[Extracted information]:
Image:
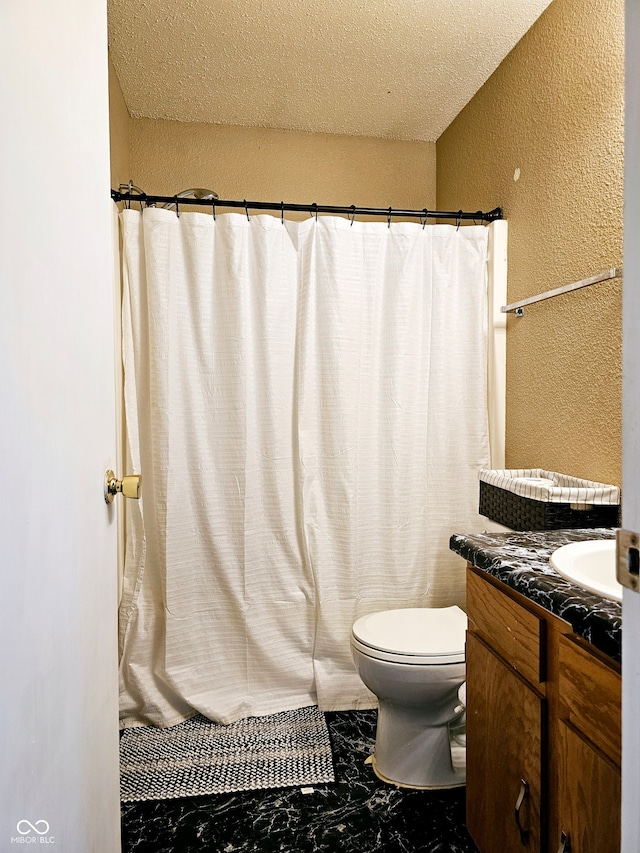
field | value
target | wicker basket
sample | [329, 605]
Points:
[519, 513]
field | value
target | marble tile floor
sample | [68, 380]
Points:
[356, 814]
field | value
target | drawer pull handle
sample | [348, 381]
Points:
[522, 796]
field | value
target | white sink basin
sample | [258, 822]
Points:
[590, 565]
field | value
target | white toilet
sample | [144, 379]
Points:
[413, 660]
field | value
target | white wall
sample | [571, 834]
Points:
[58, 652]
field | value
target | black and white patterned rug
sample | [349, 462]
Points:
[200, 757]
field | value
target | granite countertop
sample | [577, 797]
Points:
[521, 561]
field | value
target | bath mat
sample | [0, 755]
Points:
[199, 757]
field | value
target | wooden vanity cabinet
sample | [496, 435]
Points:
[543, 729]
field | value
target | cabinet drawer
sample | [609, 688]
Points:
[591, 696]
[515, 633]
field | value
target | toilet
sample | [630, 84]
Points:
[413, 661]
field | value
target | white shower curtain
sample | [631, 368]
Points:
[306, 403]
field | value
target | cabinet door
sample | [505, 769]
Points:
[504, 747]
[588, 796]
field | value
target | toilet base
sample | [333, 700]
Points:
[372, 761]
[411, 753]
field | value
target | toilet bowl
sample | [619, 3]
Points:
[413, 660]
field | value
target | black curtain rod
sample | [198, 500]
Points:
[314, 209]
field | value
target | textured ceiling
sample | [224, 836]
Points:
[400, 69]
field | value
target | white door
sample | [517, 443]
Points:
[631, 432]
[58, 580]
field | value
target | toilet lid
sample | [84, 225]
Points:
[413, 635]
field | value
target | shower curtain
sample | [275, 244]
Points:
[306, 403]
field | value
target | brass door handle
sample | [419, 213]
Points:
[130, 486]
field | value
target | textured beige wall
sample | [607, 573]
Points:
[272, 165]
[118, 131]
[554, 111]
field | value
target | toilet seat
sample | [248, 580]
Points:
[420, 635]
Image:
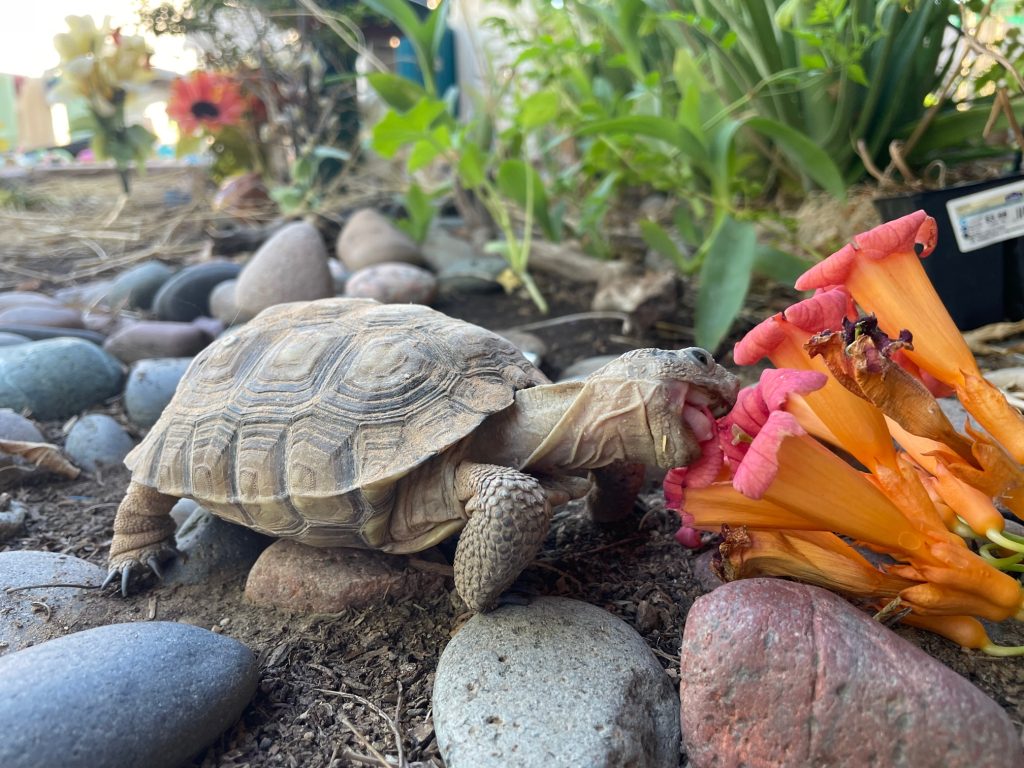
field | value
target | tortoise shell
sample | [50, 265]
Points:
[314, 400]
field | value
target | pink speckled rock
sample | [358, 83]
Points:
[781, 674]
[392, 283]
[311, 580]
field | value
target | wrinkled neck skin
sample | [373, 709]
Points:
[576, 426]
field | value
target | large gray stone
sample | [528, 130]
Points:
[290, 266]
[146, 693]
[553, 684]
[23, 622]
[148, 339]
[97, 441]
[9, 339]
[151, 386]
[41, 333]
[137, 287]
[777, 674]
[212, 548]
[186, 296]
[57, 378]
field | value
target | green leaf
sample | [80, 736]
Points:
[807, 156]
[780, 266]
[654, 127]
[396, 130]
[397, 92]
[401, 13]
[725, 278]
[422, 155]
[658, 240]
[289, 199]
[856, 73]
[517, 181]
[333, 153]
[539, 109]
[421, 210]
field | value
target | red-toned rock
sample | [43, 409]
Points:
[781, 674]
[159, 339]
[311, 580]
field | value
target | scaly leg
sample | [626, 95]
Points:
[614, 492]
[143, 534]
[509, 516]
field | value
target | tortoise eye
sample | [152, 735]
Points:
[700, 356]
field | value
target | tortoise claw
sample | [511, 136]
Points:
[110, 578]
[154, 564]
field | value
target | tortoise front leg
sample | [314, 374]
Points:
[509, 516]
[614, 492]
[143, 534]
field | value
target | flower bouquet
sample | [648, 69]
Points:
[104, 67]
[843, 450]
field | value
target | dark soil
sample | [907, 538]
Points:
[344, 689]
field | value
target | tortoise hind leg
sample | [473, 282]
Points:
[509, 515]
[143, 534]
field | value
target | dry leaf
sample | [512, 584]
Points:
[42, 455]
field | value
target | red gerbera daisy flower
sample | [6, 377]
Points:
[205, 99]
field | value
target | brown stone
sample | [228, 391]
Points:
[780, 674]
[290, 266]
[370, 238]
[311, 580]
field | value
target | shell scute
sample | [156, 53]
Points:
[316, 399]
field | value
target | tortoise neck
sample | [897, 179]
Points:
[513, 436]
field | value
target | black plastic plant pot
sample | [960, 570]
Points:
[978, 265]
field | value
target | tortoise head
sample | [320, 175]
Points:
[659, 404]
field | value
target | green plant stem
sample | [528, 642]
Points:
[998, 562]
[1005, 541]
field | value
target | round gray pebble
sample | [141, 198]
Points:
[8, 339]
[553, 683]
[145, 693]
[97, 441]
[13, 426]
[151, 386]
[57, 378]
[11, 520]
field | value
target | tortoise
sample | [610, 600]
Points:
[348, 423]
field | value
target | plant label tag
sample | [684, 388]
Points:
[988, 216]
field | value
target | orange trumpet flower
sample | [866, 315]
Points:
[882, 270]
[811, 556]
[858, 427]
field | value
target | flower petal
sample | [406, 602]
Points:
[760, 465]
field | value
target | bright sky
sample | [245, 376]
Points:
[27, 36]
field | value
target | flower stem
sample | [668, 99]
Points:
[1004, 650]
[1003, 563]
[1004, 541]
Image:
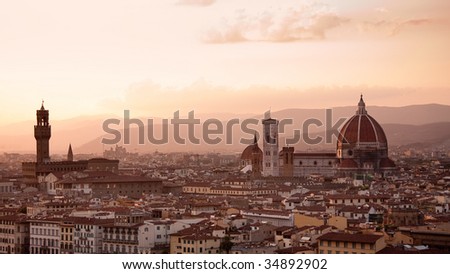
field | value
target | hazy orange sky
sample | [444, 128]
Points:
[156, 57]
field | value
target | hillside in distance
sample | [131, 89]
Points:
[403, 125]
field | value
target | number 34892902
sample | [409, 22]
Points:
[295, 264]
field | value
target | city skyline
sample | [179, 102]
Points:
[219, 56]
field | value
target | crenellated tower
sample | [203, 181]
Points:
[42, 134]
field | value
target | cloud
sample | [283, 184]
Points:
[393, 27]
[288, 25]
[151, 99]
[202, 3]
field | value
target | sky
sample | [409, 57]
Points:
[229, 56]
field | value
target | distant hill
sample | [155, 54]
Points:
[403, 125]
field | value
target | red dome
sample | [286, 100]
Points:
[362, 129]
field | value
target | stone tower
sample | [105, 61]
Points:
[42, 134]
[270, 147]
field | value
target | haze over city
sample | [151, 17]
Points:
[156, 57]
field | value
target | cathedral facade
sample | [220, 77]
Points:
[361, 150]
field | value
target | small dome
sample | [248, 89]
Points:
[362, 129]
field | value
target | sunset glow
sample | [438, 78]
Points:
[155, 57]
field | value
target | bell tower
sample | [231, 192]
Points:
[42, 134]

[Set exercise]:
Extract each line of the rows above that contains the string "cabinet". The match is case-sensitive.

[Response for this exercise]:
target | wooden vanity cabinet
target | cabinet drawer
target | cabinet door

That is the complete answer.